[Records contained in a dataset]
+-------+

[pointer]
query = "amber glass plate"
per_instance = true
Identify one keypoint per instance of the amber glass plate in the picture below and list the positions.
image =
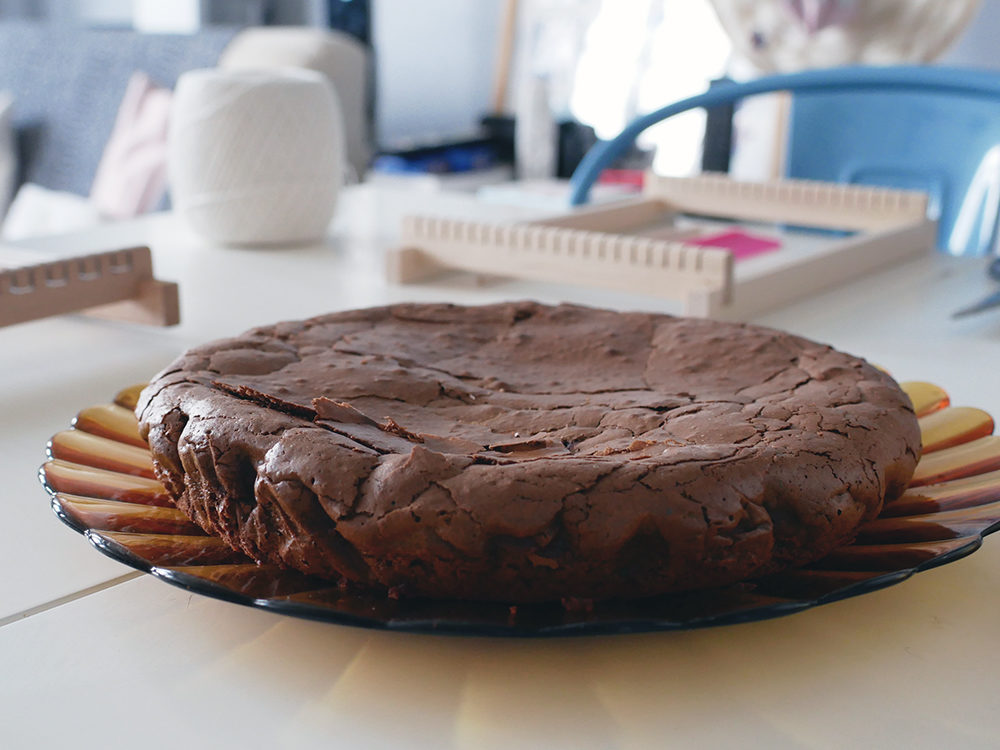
(100, 476)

+-------+

Directions for this task:
A word-for-word copy of the records is needed, with no pictures carried over.

Task response:
[pointer]
query = "amber glass plate"
per_instance = true
Identify one keypoint per instance of the amber glass plate in the picture below and list the positions.
image =
(100, 476)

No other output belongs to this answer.